_Listed records_
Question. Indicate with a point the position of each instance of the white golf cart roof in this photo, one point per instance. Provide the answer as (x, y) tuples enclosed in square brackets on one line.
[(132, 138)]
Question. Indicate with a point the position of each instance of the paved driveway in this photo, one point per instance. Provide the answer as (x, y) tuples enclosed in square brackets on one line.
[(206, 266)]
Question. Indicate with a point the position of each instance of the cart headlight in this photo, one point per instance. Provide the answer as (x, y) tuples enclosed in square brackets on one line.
* * *
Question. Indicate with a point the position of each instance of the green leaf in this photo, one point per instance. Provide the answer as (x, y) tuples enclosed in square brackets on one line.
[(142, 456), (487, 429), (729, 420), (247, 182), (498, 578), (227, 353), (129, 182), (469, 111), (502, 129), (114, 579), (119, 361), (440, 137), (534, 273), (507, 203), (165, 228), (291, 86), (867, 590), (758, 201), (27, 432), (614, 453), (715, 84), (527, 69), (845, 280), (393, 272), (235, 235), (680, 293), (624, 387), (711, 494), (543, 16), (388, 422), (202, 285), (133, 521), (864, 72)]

_Task instructions_
Render the part of the entries that opens with the line containing "of the white" and closes with the line containing "of the cart" as a Markdown table with the columns Row and Text, one numbered line per row and blank lines left out.

_The output_
| Row | Text |
|---|---|
| 1 | Question. Indicate with a point the position of each instance of the white golf cart roof in this photo, one point per instance. Provide the answer as (x, y) tuples enclosed in square brackets on one line. |
| 2 | [(132, 138)] |
| 3 | Question. Indicate with a point the position of each instance of the paved driveway in this photo, one point per instance. Provide the answer as (x, y) tuples enclosed in square brackets on one line. |
| 4 | [(206, 266)] |
| 5 | Question. Indicate with a point the position of each instance of the cart headlight in this photo, one point per instance. Provide the answer as (x, y) tuples enclosed in square brackets on one line. |